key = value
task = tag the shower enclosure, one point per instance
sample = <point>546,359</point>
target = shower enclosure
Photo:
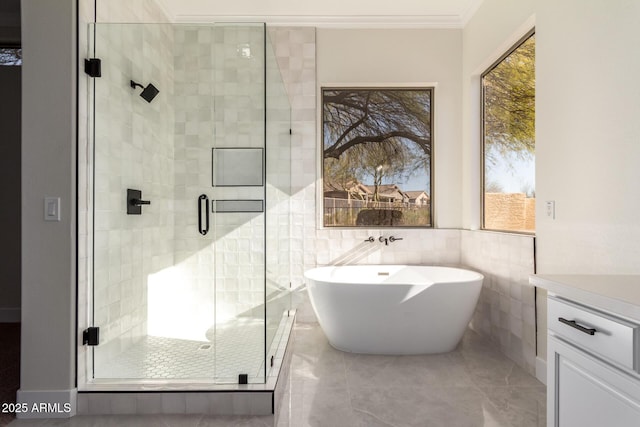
<point>189,171</point>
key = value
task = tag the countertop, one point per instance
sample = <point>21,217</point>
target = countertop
<point>618,294</point>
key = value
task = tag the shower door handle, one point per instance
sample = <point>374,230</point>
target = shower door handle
<point>203,228</point>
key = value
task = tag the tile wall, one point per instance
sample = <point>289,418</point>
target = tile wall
<point>133,149</point>
<point>506,309</point>
<point>110,11</point>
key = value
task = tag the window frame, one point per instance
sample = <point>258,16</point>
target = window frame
<point>15,47</point>
<point>320,188</point>
<point>497,62</point>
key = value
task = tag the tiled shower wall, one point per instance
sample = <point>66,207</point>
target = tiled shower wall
<point>133,149</point>
<point>101,11</point>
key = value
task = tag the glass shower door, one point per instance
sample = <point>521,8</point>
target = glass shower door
<point>179,286</point>
<point>239,192</point>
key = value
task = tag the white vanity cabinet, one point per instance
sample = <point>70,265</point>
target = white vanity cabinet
<point>592,367</point>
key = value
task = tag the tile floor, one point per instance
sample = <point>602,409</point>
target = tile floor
<point>473,386</point>
<point>231,349</point>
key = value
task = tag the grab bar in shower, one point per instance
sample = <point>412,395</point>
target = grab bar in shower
<point>203,229</point>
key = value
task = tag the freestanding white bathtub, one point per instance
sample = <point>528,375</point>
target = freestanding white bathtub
<point>393,309</point>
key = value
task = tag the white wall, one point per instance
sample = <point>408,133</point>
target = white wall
<point>10,87</point>
<point>506,308</point>
<point>48,169</point>
<point>587,147</point>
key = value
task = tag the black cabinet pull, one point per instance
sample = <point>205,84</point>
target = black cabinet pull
<point>203,228</point>
<point>575,325</point>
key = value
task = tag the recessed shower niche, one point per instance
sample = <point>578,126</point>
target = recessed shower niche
<point>175,306</point>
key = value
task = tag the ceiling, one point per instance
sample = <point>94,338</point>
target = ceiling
<point>340,13</point>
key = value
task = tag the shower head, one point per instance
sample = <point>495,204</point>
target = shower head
<point>148,93</point>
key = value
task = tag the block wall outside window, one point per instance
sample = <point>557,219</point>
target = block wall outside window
<point>508,128</point>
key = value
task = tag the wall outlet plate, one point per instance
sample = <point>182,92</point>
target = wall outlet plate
<point>551,209</point>
<point>52,208</point>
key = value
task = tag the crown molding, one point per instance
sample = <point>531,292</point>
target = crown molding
<point>466,16</point>
<point>333,21</point>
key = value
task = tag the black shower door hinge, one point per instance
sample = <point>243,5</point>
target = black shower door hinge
<point>91,336</point>
<point>93,67</point>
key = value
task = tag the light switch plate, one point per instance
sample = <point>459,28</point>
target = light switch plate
<point>52,208</point>
<point>551,209</point>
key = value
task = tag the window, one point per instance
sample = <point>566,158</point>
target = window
<point>508,127</point>
<point>377,163</point>
<point>10,56</point>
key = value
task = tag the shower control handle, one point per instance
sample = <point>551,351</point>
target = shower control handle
<point>203,208</point>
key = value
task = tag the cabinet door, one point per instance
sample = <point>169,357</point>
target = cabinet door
<point>590,393</point>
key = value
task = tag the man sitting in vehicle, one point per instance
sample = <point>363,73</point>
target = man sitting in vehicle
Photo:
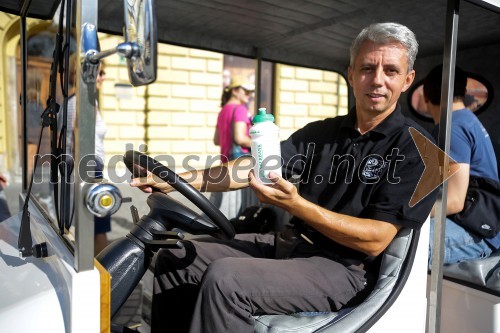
<point>357,175</point>
<point>472,149</point>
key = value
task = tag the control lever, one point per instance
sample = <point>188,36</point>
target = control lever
<point>164,239</point>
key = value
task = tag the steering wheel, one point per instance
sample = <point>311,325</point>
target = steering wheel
########################################
• **GIVEN PROBLEM**: Repeat word for word the lines above, starting from the very first one and going up to and including the line with "<point>618,294</point>". Leave the pictures out.

• **ANSWER**:
key = value
task = tag the shower enclosure, one point per instance
sample = <point>546,359</point>
target = shower enclosure
Photo:
<point>189,171</point>
key = value
task = tag the countertop, one point per instance
sample = <point>21,217</point>
target = countertop
<point>618,294</point>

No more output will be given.